- [What you should do]: From the piece on the New Jersey drone sightings below, reproduce everything from "If it's not" down to "out industrial studies." word for word.

- [Page text]:
If it's not the Russians (hopefully), or the Chinese (hopefully), or an alien invasion (not likely), who the hell has the free time to fly drones over electrical substations in New Jersey in the moonlight?
The most plausible theory, and also the least sexy, and the one that the Government repeats over and over again is that it is drone enthusiasts or, worse still, some company carrying out industrial studies.
In a statement written by all of America’s big-name institutions, namely the Department of Homeland Security, the FBI, the Federal Aviation Administration, the Department of Defense, and McDonalds, they claim that there is nothing anomalous about the drone salad that has been dancing over New Jersey every night for weeks: “After carefully reviewing the technical data and inquiries from concerned citizens, we have assessed that the sightings to date include a mix of legal commercial drones, hobbyist drones, and law enforcement drones, as well as manned fixed-wing aircraft, helicopters, and stars mistakenly reported as drones,” they said, in something that could be translated into Twitter language by a shorter text: “drones are people’s fault for being assholes.”
According to a report of National Review, concerns about a nuclear threat, such as a “dirty bomb,” in events like the drone sightings in New Jersey are somewhat overblown. While drones could be a conduit for transporting radioactive materials, the likelihood of them being used to create a dirty bomb is low due to the technical complexity and risks involved in handling radioactive materials. In addition, authorities have strict controls in place to prevent these materials from being stolen or used for malicious purposes. However, we’re not convinced yet (and neither are you). “If there really was a nuclear or dirty bomb in real time somewhere in the New Jersey area, you would see a lot of government and law enforcement activity around the clock, not just in the skies at night,” the report’s author adds.
Honestly? Brilliant, but overconfident in the competence of public administrations.
Moral of the story: Don't panic!

- [Input data]:
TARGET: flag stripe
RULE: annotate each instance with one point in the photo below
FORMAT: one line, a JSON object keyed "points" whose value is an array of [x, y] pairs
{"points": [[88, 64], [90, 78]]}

- [Output of the exercise]:
If it's not the Russians (hopefully), or the Chinese (hopefully), or an alien invasion (not likely), who the hell has the free time to fly drones over electrical substations in New Jersey in the moonlight?
The most plausible theory, and also the least sexy, and the one that the Government repeats over and over again is that it is drone enthusiasts or, worse still, some company carrying out industrial studies.